====== Provided passage

Over recent months, tensions between the US and China have grown, and Huawei has found itself being targeted as the Trump Administration attempts to dictate the terms of the global rollout of 5G. Now the Trump administration is also making threats against another Chinese-owned company, the social media platform TikTok.
Targeting of Huawei has been most notable in the UK, where the government has come under intense pressure to prevent Huawei playing a key role in the development of high-quality 5G connectivity - an approach set to be replicated in other markets and potentially here in Ireland. However, suspicion of Huawei is based entirely on poor US-China relations, rather than the safety and security of Huawei technology.
That criticism of Huawei has more to do with political posturing than facts is underlined by a 2019 paper from the Bruegel Institute. The paper, authored by Uri Dadush and Marta Domínguez-Jiménez refers to the bilateral trade imbalance between the US and China and their geopolitical rivalry, and found that: "This is exemplified by measures taken to isolate Huawei, China's most successful firm operating in the technology sector".
Over a 20-year period, Huawei has worked with partner enterprises in Europe to build a relationship based on confidence and trust. Speaking in Brussels last year, Dr Ciarán Martin, CEO of the UK’s National Cyber Security Centre referred to 15 years of dealings with Huawei and underlined the point that any difficulties the UK’s faces relate to issues about the standard of cyber security generally, and not any specific vendor. He said “… they are not indicators of hostile activity by China”.
Here in Ireland, the Government has published its National Cyber Security Strategy 2019-2024. Cyber security concerns are, and should be, an important part of government strategy – and Huawei is committed to implementing the highest standard of network security, and will remain, fully compliant with Government strategy, as must every vendor.

============
====== Data extracts

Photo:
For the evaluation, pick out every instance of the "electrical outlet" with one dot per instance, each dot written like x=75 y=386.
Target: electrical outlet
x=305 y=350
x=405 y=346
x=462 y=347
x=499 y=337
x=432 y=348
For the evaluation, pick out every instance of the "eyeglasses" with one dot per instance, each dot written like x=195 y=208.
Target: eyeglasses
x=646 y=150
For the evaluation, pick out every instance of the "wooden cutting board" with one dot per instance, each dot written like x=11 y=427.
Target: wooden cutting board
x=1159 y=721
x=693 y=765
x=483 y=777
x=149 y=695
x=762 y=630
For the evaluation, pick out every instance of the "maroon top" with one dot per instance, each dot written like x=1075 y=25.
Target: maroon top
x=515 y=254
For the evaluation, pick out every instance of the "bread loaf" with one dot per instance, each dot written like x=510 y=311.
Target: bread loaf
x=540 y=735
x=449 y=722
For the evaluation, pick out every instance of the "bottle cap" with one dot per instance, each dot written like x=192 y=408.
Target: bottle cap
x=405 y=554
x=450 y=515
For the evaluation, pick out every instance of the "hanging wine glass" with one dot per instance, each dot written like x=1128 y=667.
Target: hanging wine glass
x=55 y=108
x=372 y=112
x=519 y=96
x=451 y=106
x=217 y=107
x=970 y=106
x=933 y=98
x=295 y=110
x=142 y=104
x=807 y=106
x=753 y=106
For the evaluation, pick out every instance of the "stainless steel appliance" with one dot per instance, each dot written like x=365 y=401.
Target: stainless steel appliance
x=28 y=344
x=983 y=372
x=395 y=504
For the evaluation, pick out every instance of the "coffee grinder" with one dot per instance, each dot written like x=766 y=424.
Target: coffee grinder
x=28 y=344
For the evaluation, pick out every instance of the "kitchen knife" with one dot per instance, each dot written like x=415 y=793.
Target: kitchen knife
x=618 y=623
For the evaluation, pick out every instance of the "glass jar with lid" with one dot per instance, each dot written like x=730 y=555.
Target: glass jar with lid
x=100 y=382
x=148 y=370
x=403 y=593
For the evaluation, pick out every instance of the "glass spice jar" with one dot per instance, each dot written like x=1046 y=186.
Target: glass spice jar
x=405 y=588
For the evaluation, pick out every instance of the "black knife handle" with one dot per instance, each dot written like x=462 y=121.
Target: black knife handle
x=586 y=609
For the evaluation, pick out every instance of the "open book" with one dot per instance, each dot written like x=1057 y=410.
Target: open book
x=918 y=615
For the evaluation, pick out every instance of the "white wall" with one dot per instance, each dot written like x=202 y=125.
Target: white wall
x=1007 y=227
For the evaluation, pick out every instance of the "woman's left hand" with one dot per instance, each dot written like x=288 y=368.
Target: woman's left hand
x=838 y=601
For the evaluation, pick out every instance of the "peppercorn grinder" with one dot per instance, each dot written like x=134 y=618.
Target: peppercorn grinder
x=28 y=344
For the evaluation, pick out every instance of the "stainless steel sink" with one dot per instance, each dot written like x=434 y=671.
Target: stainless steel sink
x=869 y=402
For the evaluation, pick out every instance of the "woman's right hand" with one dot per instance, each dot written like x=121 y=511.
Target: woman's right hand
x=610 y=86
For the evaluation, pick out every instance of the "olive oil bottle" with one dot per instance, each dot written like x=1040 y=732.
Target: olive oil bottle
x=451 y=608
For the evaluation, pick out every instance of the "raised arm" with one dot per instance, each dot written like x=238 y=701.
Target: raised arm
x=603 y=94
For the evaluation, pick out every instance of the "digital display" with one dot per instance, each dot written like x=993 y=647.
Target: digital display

============

▶ [Exercise tasks]:
[1] According to the Huawei passage, who wrote the 2019 paper from the Bruegel Institute?
[2] Quote the Huawei passage, starting with "Over a 20-year" and going on through "must every vendor.".
The records were taken from a different source than the Huawei passage.

▶ [Expected responses]:
[1] Uri Dadush and Marta Domínguez-Jiménez wrote the paper.

[2]
Over a 20-year period, Huawei has worked with partner enterprises in Europe to build a relationship based on confidence and trust. Speaking in Brussels last year, Dr Ciarán Martin, CEO of the UK’s National Cyber Security Centre referred to 15 years of dealings with Huawei and underlined the point that any difficulties the UK’s faces relate to issues about the standard of cyber security generally, and not any specific vendor. He said “… they are not indicators of hostile activity by China”.
Here in Ireland, the Government has published its National Cyber Security Strategy 2019-2024. Cyber security concerns are, and should be, an important part of government strategy – and Huawei is committed to implementing the highest standard of network security, and will remain, fully compliant with Government strategy, as must every vendor.